Это было второе направление на работу, — первое я получил в начале войны в Орловскую область. Когда приехал тогда в Орел, город в панике снимался с места, а в район, где была мне назначенная школа, вот-вот, считали, войдут немцы. «Мы вас никуда определить не можем, — нам самим мест нет», — сказали мне в облоно, написали бумагу, что использовать не могут, и отпустили на все четыре стороны. Ночевал я в гостинице и впервые там увидел Героя Советского Союза. Парень был «мировой», поил меня сладкой вишневкой (от нее потом вывернуло) и рассказывал, что сам не понимает, за что ему такое высокое награждение (он ехал в Москву его получать), – наверняка не стал бы А.А.Белкину заливать, как Николай Ростов у Толстого. Вернувшись в Москву, я и осел на крыше.
Теперь мне предложили в Наркомпросе на выбор Тульскую и Ленинградскую области: в Тульской посытнее, в Ленинградской – люди получше. Я выбрал Ленинградскую: думал, что как только приеду – мобилизуют, и я побываю в Ленинграде. Так оно и вышло, но только почти через год.

Исходные данные
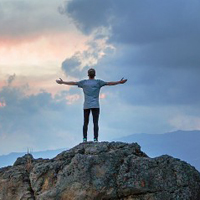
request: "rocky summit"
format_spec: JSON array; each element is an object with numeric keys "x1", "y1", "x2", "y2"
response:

Задание
Приведите ещё раз весь отрывок о направлении на работу, слово в слово.

Выполненное задание
Это было второе направление на работу, — первое я получил в начале войны в Орловскую область. Когда приехал тогда в Орел, город в панике снимался с места, а в район, где была мне назначенная школа, вот-вот, считали, войдут немцы. «Мы вас никуда определить не можем, — нам самим мест нет», — сказали мне в облоно, написали бумагу, что использовать не могут, и отпустили на все четыре стороны. Ночевал я в гостинице и впервые там увидел Героя Советского Союза. Парень был «мировой», поил меня сладкой вишневкой (от нее потом вывернуло) и рассказывал, что сам не понимает, за что ему такое высокое награждение (он ехал в Москву его получать), – наверняка не стал бы А.А.Белкину заливать, как Николай Ростов у Толстого. Вернувшись в Москву, я и осел на крыше.
Теперь мне предложили в Наркомпросе на выбор Тульскую и Ленинградскую области: в Тульской посытнее, в Ленинградской – люди получше. Я выбрал Ленинградскую: думал, что как только приеду – мобилизуют, и я побываю в Ленинграде. Так оно и вышло, но только почти через год.